- **Directions**
The data below should be printed in full, exactly, and without any of its images.

(Provided records begins)

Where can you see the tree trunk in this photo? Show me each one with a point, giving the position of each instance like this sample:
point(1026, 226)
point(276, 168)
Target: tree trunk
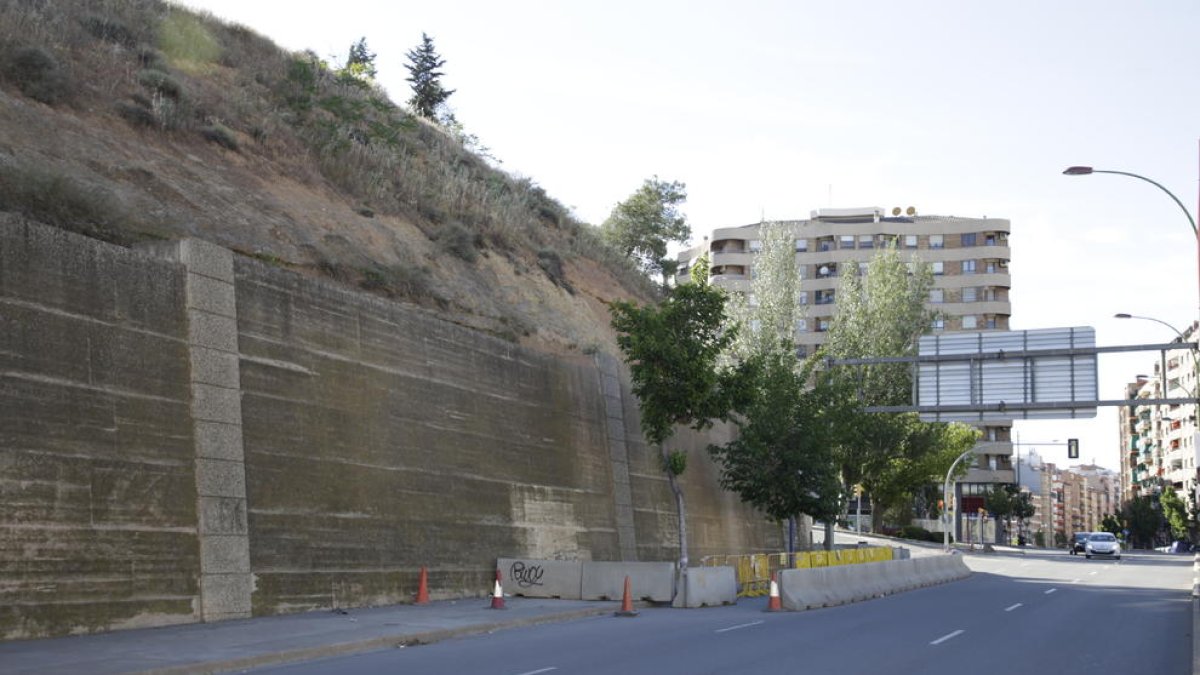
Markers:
point(683, 520)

(Provided records ends)

- **Answer**
Where can you see the tree trunk in this photo? Show me each one with a point, giving the position of each instance like this sample:
point(1026, 226)
point(276, 168)
Target: tree trunk
Markers:
point(683, 520)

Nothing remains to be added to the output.